(Excerpts from a dataset)
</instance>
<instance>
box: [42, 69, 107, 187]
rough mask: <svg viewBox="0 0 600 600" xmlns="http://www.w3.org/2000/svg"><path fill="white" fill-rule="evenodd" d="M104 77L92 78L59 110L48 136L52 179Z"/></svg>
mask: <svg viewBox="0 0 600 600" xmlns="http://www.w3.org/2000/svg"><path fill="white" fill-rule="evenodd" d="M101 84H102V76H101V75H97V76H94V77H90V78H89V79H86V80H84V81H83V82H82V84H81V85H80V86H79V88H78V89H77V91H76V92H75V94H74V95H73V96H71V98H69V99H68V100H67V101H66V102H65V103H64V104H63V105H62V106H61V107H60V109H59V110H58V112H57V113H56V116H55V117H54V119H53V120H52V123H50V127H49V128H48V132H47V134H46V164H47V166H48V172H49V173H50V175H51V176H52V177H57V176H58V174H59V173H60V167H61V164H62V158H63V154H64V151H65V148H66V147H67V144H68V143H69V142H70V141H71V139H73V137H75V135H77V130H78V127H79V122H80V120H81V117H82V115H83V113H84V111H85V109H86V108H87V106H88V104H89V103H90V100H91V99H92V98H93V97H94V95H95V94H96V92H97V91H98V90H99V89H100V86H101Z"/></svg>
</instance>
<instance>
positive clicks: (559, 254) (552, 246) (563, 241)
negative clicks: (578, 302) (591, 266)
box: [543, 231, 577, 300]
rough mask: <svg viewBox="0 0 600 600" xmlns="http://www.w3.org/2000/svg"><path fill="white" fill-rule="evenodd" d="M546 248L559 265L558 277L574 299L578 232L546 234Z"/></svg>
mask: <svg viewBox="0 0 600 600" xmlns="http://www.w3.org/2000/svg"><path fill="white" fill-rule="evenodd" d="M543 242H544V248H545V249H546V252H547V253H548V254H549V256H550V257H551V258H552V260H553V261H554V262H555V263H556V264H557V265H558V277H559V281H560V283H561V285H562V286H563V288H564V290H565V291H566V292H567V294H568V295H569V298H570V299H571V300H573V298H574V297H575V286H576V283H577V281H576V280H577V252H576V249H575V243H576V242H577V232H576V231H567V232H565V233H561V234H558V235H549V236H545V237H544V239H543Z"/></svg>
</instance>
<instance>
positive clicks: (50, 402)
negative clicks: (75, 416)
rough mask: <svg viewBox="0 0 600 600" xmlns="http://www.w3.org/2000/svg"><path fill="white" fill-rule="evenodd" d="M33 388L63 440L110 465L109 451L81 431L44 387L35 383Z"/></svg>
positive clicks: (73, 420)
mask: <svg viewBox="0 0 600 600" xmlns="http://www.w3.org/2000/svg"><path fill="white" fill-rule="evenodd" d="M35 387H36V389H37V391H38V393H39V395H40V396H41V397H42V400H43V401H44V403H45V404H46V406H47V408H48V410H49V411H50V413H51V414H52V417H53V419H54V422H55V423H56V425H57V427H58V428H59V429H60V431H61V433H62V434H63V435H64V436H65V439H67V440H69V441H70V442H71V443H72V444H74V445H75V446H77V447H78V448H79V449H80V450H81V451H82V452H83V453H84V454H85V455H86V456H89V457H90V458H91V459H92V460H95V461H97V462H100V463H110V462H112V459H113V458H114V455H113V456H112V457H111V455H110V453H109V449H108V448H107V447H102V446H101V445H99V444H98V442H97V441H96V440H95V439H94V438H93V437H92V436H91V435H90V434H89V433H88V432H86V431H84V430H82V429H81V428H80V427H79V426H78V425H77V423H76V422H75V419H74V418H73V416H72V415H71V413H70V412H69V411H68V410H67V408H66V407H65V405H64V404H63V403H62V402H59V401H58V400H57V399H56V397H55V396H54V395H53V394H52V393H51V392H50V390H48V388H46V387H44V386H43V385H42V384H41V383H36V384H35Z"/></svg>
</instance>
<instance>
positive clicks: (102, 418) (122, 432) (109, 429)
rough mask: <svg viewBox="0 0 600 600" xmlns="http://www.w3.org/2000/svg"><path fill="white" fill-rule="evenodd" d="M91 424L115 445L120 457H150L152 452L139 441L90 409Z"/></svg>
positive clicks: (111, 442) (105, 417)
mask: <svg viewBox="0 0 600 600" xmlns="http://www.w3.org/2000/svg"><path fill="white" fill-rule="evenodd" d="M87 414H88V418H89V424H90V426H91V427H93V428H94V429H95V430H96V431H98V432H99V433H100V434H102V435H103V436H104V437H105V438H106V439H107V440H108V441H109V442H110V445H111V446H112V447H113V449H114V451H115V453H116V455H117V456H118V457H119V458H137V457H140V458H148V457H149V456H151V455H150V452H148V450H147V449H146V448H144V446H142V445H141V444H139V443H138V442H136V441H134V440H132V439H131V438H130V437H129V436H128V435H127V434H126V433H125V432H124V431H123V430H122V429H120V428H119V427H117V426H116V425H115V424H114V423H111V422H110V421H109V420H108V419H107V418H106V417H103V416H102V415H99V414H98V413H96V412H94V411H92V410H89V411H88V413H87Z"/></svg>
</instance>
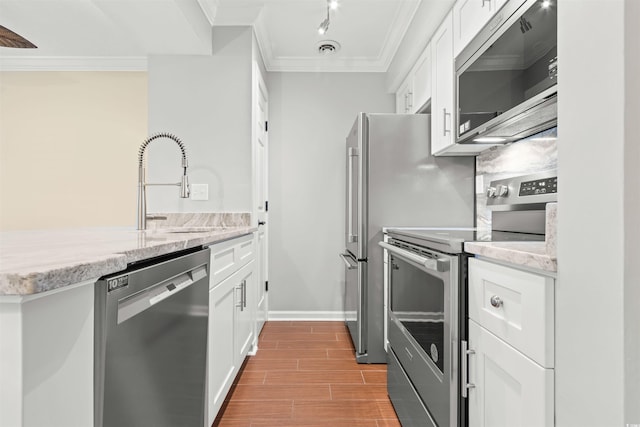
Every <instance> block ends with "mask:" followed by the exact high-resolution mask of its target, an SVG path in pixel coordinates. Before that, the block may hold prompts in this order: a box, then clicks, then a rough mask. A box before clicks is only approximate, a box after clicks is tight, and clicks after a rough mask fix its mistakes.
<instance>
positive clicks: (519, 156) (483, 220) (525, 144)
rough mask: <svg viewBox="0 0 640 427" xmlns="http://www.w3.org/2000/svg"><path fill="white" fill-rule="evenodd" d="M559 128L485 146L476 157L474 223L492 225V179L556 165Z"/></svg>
mask: <svg viewBox="0 0 640 427" xmlns="http://www.w3.org/2000/svg"><path fill="white" fill-rule="evenodd" d="M557 136H558V128H557V127H555V128H551V129H549V130H546V131H544V132H540V133H538V134H536V135H533V136H530V137H528V138H525V139H522V140H520V141H516V142H514V143H512V144H508V145H503V146H499V147H497V148H495V149H491V150H487V151H485V152H483V153H481V154H479V155H478V156H477V157H476V193H477V194H476V226H477V227H478V228H479V229H481V230H490V229H491V211H490V210H489V209H487V207H486V204H487V195H486V189H487V187H488V186H489V183H490V182H491V181H494V180H496V179H502V178H510V177H512V176H518V175H526V174H529V173H537V172H543V171H547V170H552V169H557V167H558V146H557Z"/></svg>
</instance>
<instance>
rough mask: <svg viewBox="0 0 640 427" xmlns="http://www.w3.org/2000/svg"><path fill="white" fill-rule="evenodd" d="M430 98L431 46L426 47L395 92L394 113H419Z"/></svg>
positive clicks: (430, 75)
mask: <svg viewBox="0 0 640 427" xmlns="http://www.w3.org/2000/svg"><path fill="white" fill-rule="evenodd" d="M430 98H431V46H430V45H427V47H426V49H425V50H424V51H423V52H422V55H420V57H419V58H418V60H417V61H416V63H415V64H414V66H413V68H412V69H411V72H409V75H408V76H407V78H406V79H405V80H404V82H402V85H400V88H399V89H398V91H397V92H396V113H398V114H407V113H410V114H413V113H417V112H418V111H420V110H421V109H422V108H423V107H424V106H425V104H427V102H428V101H429V99H430Z"/></svg>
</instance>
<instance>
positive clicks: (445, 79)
mask: <svg viewBox="0 0 640 427" xmlns="http://www.w3.org/2000/svg"><path fill="white" fill-rule="evenodd" d="M452 32H453V18H452V15H451V12H449V14H448V15H447V16H446V17H445V18H444V21H442V24H441V25H440V28H438V30H437V31H436V33H435V34H434V36H433V39H431V46H432V55H433V56H432V61H433V65H432V70H433V72H432V85H433V88H432V96H431V154H437V153H439V152H441V151H443V150H444V149H446V148H447V147H449V146H451V145H453V143H454V139H453V126H454V123H453V117H454V114H453V73H454V70H453V35H452Z"/></svg>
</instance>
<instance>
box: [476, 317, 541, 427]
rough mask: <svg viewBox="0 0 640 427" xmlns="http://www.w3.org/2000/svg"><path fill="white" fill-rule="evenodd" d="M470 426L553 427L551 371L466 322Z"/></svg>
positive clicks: (490, 334)
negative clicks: (468, 346)
mask: <svg viewBox="0 0 640 427" xmlns="http://www.w3.org/2000/svg"><path fill="white" fill-rule="evenodd" d="M469 349H470V350H472V351H473V354H470V355H469V383H470V384H473V385H474V387H472V388H470V389H469V397H468V402H469V427H499V426H504V427H518V426H521V427H525V426H527V427H552V426H553V425H554V421H553V414H554V389H553V386H554V371H553V369H545V368H543V367H542V366H540V365H538V364H537V363H535V362H534V361H532V360H531V359H529V358H528V357H526V356H524V355H523V354H522V353H520V352H519V351H517V350H516V349H514V348H513V347H511V346H510V345H508V344H506V343H505V342H504V341H502V340H501V339H499V338H498V337H496V336H495V335H493V334H492V333H491V332H488V331H487V330H486V329H484V328H483V327H480V326H478V324H477V323H475V322H474V321H473V320H471V321H469Z"/></svg>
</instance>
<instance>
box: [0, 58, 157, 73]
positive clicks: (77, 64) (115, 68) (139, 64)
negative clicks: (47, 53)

> **What you need to do**
Pull out every line of the entries that contains the string "positive". Case counts.

> **Completed exercise**
positive clicks: (559, 254) (552, 246) (563, 241)
positive clicks: (50, 402)
positive clicks: (73, 420)
positive clicks: (102, 418) (122, 432) (109, 429)
positive clicks: (111, 442) (105, 417)
positive clicks: (519, 156) (483, 220) (525, 144)
positive clicks: (430, 75)
positive clicks: (445, 79)
positive clicks: (490, 334)
positive clicks: (77, 64) (115, 68) (139, 64)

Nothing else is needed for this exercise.